--- TEXT EXCERPT ---
- - -

Table of Contents
Definition of Gonorrhea
A sexually transmitted disease (STD) resulting from infection with the bacterium Neisseria gonorrhoeae. N. gonorrhoeae infects 350,000 Americans each year, though public health officials believe another 350,000 people have gonorrhea that goes undiagnosed because they do not know they are infected.
Gonorrhea is highly contagious and passes among sexual partners through vaginal intercourse, anal intercourse, or oral sex. People who have multiple sex partners have increased risk for gonorrhea as well as other STDs.
Gonorrhea is a public health concern of great magnitude worldwide because a number of strains of N. gonorrhoeae have become resistant to the antibiotic medications used to treat the infection.
Symptoms (for women and man) and Diagnostic Path
Gonorrhea has a 2- to 10-day incubation period (time from exposure to symptoms) though often causes no symptoms, especially in women. Symptoms that do occur tend to be generalized and vague, such as lower abdominal discomfort, and go away in a few days to a week. When symptoms are present they typically include
- A thick, discolored (yellowish or greenish), or bloody discharge from the penis in men and the vagina in women
- Burning or pain with urination (more common in men)
- Pain or bleeding during sexual intercourse (more common in women)
Early symptoms will go away without treatment, though the infection remains. As the N. gonorrhoeae bacteria multiply in the body, they cause increasing irritation to the tissues, resulting in inflammation and the formation of scar tissue.
In men the next level of infection with untreated gonorrhea is epididymitis, which causes swelling and pain in the testicles, and urethritis, which causes intense pain with urination. In women the next level of infection with untreated gonorrhea is pelvic inflammatory disease (PID), which involves the uterus and fallopian tubes.

- - -

--- INFORMATION SUPPLIED ---
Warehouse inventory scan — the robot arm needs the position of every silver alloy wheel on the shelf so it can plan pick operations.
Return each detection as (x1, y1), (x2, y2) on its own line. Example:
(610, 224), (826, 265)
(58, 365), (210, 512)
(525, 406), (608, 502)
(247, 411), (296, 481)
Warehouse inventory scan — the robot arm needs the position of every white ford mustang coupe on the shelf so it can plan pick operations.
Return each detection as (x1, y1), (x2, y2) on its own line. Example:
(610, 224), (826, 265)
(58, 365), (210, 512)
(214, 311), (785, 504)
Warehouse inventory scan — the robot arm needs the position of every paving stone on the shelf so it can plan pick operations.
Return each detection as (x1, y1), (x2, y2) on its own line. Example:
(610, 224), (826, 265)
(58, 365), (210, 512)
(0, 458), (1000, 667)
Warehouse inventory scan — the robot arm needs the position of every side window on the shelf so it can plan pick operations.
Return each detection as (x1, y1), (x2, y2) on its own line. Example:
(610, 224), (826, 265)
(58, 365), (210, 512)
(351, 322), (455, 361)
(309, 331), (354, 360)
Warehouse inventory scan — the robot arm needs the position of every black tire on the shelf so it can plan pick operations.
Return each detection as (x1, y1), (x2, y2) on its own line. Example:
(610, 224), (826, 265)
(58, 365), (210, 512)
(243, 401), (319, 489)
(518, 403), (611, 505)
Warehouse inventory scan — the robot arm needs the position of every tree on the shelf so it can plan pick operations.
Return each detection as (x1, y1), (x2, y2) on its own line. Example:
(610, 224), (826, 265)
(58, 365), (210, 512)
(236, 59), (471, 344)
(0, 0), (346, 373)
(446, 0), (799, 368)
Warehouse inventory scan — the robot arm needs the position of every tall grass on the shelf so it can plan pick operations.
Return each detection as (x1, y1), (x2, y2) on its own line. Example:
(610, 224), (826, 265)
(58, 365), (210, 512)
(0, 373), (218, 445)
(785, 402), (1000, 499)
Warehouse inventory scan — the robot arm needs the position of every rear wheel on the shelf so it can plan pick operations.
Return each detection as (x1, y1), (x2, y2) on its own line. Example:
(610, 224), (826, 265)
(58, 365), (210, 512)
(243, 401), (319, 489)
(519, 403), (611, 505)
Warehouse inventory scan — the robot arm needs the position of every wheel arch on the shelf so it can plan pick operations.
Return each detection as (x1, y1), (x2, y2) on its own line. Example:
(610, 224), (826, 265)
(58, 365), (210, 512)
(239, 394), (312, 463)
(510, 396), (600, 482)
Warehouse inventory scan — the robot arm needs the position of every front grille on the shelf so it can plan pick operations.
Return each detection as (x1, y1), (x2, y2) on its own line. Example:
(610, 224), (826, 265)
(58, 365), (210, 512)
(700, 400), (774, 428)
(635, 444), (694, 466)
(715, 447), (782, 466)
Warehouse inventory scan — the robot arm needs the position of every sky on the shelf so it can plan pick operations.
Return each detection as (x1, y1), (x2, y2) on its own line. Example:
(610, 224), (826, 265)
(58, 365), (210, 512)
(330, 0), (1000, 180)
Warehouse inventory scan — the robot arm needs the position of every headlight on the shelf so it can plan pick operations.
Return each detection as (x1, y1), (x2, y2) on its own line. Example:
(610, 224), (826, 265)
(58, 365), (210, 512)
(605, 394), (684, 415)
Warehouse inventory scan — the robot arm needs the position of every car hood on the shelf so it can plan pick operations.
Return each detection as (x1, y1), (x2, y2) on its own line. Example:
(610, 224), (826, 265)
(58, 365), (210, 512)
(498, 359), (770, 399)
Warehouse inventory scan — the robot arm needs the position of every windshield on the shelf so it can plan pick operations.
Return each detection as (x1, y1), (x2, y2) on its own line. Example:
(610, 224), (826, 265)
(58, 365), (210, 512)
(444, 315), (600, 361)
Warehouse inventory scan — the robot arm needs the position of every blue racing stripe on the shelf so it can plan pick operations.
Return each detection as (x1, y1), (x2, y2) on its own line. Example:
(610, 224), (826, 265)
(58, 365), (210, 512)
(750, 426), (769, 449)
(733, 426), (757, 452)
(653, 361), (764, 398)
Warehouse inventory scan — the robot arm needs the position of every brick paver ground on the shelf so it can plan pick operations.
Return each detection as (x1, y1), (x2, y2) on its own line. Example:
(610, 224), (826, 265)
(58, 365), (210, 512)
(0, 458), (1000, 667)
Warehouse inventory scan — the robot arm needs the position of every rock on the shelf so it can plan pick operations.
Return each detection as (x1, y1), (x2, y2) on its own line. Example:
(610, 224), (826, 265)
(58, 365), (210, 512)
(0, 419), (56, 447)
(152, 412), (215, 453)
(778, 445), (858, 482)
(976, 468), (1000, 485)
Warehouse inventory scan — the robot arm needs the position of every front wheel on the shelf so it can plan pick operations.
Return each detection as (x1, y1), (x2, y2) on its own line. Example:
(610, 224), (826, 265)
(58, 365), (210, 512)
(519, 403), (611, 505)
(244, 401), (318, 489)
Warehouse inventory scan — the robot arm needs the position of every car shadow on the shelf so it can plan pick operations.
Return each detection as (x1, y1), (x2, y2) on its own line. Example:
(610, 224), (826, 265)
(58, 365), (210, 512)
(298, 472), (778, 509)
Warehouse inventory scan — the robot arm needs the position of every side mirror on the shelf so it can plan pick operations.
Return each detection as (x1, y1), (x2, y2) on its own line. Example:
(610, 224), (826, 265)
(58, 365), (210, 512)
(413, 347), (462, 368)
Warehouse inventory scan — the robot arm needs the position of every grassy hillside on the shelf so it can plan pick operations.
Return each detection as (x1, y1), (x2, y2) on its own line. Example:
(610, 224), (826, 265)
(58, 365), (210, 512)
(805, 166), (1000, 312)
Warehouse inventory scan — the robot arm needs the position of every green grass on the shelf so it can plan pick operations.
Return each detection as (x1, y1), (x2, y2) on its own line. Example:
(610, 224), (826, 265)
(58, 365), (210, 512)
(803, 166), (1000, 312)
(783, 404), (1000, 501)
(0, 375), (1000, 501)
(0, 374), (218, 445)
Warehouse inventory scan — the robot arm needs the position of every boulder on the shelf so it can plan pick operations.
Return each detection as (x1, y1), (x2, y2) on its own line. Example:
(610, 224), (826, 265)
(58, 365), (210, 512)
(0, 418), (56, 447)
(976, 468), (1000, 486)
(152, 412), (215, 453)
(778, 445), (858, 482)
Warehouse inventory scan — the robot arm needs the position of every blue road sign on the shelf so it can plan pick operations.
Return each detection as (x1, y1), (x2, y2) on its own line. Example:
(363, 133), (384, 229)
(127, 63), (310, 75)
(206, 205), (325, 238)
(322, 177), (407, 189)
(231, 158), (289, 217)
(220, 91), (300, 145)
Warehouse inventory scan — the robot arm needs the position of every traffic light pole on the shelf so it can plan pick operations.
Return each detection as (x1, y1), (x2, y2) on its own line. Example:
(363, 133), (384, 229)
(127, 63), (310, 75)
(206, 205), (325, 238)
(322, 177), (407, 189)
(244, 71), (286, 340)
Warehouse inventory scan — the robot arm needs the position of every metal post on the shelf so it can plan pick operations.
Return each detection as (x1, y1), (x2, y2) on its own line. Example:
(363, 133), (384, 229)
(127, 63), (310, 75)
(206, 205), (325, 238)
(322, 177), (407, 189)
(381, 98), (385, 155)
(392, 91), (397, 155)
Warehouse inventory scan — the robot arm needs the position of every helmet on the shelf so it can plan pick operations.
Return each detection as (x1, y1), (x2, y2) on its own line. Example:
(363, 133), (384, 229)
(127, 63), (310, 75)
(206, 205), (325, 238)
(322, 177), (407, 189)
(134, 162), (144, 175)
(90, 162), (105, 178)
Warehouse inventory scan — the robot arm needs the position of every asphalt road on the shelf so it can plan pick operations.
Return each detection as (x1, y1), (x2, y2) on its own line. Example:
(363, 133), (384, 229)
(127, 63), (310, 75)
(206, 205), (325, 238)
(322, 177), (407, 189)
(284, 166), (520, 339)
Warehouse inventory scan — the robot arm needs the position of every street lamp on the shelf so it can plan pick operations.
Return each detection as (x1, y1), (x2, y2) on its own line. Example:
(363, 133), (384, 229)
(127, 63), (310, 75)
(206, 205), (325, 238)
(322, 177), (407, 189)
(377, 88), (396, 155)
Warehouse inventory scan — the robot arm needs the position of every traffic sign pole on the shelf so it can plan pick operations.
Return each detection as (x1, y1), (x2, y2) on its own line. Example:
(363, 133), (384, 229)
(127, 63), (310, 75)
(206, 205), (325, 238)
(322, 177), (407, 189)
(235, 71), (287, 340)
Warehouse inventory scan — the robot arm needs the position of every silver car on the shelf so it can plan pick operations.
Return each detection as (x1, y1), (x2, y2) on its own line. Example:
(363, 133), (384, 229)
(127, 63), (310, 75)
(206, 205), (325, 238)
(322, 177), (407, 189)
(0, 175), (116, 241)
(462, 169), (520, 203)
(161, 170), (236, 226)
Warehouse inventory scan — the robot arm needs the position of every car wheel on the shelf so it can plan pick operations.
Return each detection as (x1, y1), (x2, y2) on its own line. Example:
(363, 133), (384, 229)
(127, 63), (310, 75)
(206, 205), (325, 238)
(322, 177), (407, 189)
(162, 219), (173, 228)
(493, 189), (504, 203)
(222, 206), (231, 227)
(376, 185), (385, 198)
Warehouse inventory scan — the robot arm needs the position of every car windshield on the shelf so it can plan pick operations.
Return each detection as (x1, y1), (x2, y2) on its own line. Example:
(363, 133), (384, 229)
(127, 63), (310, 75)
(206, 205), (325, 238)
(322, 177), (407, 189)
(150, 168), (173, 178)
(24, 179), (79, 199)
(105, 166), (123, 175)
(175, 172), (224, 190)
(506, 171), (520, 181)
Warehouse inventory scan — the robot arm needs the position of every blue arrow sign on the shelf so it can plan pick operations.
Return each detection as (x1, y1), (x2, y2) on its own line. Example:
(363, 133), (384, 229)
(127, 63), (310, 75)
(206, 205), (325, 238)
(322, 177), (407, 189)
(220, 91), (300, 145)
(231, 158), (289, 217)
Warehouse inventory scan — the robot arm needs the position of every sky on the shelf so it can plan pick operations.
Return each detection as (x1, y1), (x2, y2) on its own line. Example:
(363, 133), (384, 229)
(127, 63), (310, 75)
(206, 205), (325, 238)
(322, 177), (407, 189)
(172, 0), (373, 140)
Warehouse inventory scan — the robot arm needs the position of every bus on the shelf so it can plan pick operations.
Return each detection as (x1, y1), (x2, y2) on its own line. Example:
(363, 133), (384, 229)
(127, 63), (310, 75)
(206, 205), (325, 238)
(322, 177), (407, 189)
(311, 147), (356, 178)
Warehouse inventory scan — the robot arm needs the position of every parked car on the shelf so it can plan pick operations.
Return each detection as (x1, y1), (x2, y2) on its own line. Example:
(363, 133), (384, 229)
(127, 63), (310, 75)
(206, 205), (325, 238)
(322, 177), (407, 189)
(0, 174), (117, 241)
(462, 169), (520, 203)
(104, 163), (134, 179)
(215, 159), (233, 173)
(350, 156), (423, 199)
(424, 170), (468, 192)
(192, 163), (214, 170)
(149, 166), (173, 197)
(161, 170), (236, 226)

- - -

Continue the passage on gonorrhea, starting right after its final sentence about pelvic inflammatory disease in women.

--- TASK RESPONSE ---
Diagnosis is laboratory examination of a sample of the discharge taken from the penis (men) or the cervix (women). A fast test done in the doctor’s office is highly accurate for men but not for women; for women, a conventional culture is the most reliable diagnostic procedure.
The doctor likely will conduct diagnostic tests for other STDs as well, notably chlamydia and syphilis. All sex partners should also undergo testing and receive treatment if they have gonorrhea, even if they do not have symptoms.
Treatment Options and Outlook
The current standard of treatment for gonorrhea is a single DOSE of a fluoroquinolone antibiotic, which cures the infection in most people. However, new strains of N. gonorrhoeae are showing resistance to these antibiotics, causing doctors to look to combinations of antibiotics and to stronger antibiotics to cure the infection.
Antibiotic Medications to Treat Gonorrhea
|ANTIBIOTIC MEDICATIONS TO TREAT GONORRHEA|
The debut of penicillin in the 1940s provided the first cure for gonorrhea. However, 30 years later, most strains of N. gonorrhoeae were resistant to penicillin and to tetracycline, the second-choice antibiotic. Doctors can no longer prescribe these antibiotics to treat gonorrhea.
Though antibiotic medications remain the standard of treatment for gonorrhea, doctors and public health officials worry that the ability of N. gonorrhoeae to adapt will soon put gonorrhea out of reach for treatment. Researchers have recently unraveled the genetic code (DNA sequence) of the N. gonorrhoeae and are hopeful this advance will lead to new kinds of treatments.
Risk Factors and Preventive Measures
Those who are at highest risk for gonorrhea and other STDs are
- Men between the ages of 20 and 24
- Women between the ages of 15 and 19
- Men who have sex with men
- Men or women who have multiple sex partners
Monogamy (having only one sex partner) and consistent use of latex condoms are measures that can prevent N. gonorrhoeae infection. People who are sexually active should undergo regular testing for STDs. Reinfection can occur.